* _Instructions for the task_
Gather every line below that contains the string "hand" and copy each one out, treating uppercase and lowercase as different.

* _Record excerpts_
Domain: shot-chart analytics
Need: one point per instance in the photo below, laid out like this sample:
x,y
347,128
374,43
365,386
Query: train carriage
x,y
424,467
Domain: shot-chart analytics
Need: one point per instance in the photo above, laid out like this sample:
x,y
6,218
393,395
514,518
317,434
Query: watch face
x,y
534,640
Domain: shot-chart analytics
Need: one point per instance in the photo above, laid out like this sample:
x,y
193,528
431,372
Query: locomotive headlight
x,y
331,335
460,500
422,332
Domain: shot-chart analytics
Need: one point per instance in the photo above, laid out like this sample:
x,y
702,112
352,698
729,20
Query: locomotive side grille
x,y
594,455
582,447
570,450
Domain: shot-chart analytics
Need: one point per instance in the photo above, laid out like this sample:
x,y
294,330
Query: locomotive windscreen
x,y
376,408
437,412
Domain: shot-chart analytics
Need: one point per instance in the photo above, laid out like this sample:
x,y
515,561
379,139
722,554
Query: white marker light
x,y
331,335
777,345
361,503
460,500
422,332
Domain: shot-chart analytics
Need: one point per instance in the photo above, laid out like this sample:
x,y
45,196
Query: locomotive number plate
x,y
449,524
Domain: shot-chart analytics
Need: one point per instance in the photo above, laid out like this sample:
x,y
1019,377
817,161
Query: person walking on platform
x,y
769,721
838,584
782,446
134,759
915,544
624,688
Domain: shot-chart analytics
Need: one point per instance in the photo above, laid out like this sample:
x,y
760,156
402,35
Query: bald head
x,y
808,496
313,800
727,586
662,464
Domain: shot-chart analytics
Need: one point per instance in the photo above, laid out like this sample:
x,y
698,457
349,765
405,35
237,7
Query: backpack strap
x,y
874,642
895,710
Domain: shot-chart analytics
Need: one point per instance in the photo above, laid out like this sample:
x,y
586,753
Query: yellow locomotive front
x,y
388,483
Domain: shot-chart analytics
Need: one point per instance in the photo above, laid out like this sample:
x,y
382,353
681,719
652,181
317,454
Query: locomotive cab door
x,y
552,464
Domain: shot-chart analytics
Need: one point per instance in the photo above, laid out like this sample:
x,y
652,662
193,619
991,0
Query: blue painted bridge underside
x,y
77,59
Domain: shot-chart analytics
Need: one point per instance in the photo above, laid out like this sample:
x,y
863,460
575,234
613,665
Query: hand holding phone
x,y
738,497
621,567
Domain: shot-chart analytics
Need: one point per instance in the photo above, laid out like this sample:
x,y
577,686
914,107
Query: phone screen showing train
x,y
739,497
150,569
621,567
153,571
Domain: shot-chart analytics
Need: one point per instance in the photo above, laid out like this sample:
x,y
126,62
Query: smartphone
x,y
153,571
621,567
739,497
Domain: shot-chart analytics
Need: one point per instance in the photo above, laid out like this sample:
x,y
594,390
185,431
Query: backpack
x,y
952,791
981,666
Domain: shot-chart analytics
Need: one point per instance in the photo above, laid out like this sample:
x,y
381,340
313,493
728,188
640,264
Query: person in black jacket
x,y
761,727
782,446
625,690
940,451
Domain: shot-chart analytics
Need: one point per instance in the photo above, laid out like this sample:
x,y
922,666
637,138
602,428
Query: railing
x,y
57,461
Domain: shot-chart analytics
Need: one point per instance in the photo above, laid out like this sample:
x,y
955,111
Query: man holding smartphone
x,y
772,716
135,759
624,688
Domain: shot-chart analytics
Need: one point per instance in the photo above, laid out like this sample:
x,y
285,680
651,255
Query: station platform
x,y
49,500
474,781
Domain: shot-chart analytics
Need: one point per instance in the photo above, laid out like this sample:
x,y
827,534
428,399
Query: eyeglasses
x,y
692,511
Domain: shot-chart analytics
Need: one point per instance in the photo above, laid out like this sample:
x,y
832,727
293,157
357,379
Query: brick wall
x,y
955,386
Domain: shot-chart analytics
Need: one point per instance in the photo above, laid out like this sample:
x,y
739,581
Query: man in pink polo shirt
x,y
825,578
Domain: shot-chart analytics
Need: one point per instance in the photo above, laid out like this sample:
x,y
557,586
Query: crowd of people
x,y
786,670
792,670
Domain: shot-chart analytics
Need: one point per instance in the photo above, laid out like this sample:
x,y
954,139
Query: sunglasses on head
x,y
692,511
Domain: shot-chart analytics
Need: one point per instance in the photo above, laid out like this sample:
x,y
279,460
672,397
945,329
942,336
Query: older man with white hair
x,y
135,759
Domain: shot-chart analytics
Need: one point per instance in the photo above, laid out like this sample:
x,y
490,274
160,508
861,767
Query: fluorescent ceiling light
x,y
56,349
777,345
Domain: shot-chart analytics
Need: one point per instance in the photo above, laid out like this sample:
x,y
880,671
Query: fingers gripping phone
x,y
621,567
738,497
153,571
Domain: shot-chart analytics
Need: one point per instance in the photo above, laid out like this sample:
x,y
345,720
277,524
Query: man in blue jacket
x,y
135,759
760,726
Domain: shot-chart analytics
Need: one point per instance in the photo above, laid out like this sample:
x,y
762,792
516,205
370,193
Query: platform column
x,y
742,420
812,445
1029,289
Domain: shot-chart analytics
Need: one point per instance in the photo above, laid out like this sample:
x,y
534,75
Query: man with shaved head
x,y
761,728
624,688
--
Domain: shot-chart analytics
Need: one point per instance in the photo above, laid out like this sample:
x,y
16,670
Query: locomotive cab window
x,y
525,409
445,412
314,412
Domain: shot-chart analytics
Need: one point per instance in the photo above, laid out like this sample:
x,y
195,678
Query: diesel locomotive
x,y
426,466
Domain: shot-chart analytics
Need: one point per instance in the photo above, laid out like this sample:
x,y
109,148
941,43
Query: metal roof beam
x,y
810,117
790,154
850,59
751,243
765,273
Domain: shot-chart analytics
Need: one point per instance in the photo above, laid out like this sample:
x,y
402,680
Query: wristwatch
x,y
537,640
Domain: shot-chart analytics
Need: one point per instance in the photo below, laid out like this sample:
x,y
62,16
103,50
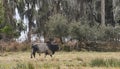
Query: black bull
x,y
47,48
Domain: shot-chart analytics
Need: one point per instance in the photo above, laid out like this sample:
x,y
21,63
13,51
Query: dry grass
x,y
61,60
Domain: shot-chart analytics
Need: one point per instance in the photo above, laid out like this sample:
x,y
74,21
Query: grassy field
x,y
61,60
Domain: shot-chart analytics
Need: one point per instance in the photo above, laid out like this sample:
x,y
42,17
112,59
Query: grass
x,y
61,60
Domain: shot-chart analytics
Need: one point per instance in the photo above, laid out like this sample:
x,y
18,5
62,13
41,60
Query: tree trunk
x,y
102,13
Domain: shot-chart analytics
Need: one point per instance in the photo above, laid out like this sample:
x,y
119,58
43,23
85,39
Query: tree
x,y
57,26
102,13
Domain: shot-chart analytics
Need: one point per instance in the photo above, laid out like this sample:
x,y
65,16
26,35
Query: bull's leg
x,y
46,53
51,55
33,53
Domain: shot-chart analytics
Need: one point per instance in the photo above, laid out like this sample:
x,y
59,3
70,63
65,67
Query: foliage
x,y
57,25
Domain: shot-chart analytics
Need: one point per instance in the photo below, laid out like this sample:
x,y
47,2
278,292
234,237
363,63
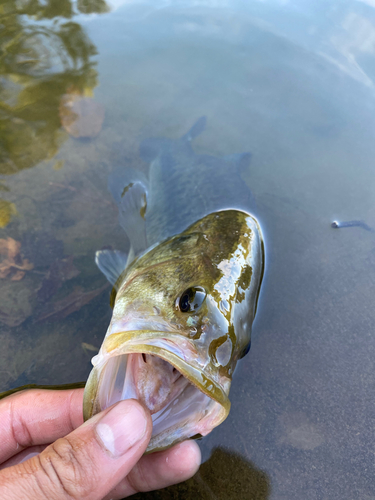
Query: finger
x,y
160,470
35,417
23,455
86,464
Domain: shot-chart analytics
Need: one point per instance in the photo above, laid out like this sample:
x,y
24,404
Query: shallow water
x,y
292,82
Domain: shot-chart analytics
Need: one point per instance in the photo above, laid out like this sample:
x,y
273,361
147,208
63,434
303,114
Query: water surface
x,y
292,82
...
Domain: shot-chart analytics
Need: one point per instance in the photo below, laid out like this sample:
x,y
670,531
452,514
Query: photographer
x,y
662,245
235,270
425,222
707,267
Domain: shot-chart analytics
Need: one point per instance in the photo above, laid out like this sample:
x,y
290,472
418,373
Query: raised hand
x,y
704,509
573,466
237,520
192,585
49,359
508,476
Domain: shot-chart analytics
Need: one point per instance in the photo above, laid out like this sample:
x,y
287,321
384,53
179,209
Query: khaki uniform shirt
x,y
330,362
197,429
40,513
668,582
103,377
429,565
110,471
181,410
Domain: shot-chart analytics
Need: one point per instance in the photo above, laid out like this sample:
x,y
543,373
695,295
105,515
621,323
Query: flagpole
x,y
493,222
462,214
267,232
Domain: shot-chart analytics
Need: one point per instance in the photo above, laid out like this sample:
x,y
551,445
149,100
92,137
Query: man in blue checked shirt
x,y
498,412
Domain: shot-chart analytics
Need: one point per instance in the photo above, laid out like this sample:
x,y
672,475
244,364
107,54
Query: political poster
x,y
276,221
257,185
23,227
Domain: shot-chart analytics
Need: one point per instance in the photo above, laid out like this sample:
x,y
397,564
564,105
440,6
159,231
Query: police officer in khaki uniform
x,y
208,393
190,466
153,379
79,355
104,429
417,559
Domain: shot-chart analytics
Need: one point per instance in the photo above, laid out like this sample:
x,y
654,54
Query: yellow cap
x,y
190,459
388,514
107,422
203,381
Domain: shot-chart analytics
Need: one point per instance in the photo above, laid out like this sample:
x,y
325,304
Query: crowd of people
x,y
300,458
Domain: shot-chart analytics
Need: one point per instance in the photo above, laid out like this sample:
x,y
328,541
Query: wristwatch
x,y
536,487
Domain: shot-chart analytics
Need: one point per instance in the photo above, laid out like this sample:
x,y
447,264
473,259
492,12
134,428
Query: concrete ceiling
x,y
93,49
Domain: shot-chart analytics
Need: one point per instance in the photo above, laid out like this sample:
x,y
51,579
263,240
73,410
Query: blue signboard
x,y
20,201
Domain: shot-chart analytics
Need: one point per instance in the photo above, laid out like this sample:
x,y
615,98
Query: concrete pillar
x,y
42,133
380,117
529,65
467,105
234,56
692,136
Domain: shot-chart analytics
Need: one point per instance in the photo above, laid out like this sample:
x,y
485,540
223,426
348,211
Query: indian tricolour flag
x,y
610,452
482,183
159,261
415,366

* _Solution to this exercise_
Query: hand holding phone
Query: raised hand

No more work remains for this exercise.